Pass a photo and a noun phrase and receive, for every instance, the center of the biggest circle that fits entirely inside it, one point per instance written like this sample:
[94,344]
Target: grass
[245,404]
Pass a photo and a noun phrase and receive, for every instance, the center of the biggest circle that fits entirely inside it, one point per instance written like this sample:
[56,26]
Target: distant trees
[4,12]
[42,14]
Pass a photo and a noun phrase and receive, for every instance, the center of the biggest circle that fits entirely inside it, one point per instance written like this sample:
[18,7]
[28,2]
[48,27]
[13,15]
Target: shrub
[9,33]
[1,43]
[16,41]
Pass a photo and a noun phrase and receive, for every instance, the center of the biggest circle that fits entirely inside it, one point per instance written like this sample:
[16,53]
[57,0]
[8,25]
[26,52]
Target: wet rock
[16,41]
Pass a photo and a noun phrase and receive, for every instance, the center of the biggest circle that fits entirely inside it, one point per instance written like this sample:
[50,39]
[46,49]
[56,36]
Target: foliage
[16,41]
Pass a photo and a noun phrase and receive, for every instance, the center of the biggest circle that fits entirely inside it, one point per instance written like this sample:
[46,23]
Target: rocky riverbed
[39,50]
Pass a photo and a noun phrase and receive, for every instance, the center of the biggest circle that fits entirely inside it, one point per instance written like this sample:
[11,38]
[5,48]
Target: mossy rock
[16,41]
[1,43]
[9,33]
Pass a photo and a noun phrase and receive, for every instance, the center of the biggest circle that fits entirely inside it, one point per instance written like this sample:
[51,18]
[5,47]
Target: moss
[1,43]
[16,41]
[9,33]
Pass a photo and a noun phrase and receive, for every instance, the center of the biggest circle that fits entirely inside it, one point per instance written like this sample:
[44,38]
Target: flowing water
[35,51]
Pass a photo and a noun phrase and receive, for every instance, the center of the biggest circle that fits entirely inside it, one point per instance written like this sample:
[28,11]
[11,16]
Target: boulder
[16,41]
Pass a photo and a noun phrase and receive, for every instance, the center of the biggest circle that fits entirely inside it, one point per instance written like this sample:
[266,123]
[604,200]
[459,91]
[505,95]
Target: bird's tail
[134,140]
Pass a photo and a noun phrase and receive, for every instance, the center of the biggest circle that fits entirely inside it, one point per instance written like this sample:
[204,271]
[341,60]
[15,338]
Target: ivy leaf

_ _ _ _

-- INSTRUCTIONS FOR THE TASK --
All the records above are to be reproduced exactly.

-- OUTPUT --
Pass a photo and a noun phrase and receive, for every instance, the center of the biggest circle that fits entirely inside it, one point per instance written like this sample:
[94,344]
Target: grass
[245,404]
Pass a photo and a noun phrase and receive, for every instance, the center of the biggest circle that fits entirely inside it, one point per instance written like this sample:
[56,26]
Target: distant trees
[4,12]
[42,14]
Pass a photo and a noun phrase and receive, for every instance, the center of the biggest circle that fits entirely inside it, one point per instance written like this sample:
[18,7]
[28,2]
[48,27]
[13,15]
Target: shrub
[9,33]
[1,43]
[16,41]
Pass a photo and a noun phrase and receive, for every instance, the center of the biggest circle that fits entirely inside it, one point per instance written like this sample:
[16,53]
[57,0]
[8,25]
[26,52]
Target: wet rock
[16,41]
Pass a photo and a noun phrase and receive, for every instance, the center of the biggest circle that fits entirely inside it, one point per instance written like this sample:
[50,39]
[46,49]
[56,36]
Target: foliage
[16,41]
Pass a photo and a noun phrase and receive, for every instance, the center of the biggest circle that fits entirely inside it, one point per instance written like this sample:
[46,23]
Target: rocky riverbed
[39,50]
Pass a photo and a noun phrase and receive, for every instance, the center of the biggest circle that fits entirely inside it, one point per instance written like this sample:
[11,38]
[5,48]
Target: mossy rock
[16,41]
[1,43]
[9,33]
Pass a photo and a noun phrase and receive, for every instance, the center of the biggest circle that fits entirely inside it, one point per instance written like this sample:
[51,18]
[5,47]
Target: moss
[1,43]
[16,41]
[9,33]
Pass a photo and a noun phrase and receive, for every instance, the center of the biggest circle that fits entirely inside it, one point per instance written like this sample:
[44,38]
Target: flowing water
[35,51]
Pass a photo and a noun phrase and receive, for every instance, the center of the biggest circle that fits entirely inside it, one point per instance written like this sample:
[28,11]
[11,16]
Target: boulder
[16,41]
Pass a photo and a noun phrase and receive, for every instance, the center of the biggest circle that fits entirely inside it, one point per instance written like this sample:
[266,123]
[604,200]
[459,91]
[505,95]
Target: bird's tail
[134,140]
Pass a photo and a noun phrase and receive, for every instance, the center of the biggest circle that fits entirely inside it, one point per instance written like this sample:
[204,271]
[341,60]
[15,338]
Target: ivy leaf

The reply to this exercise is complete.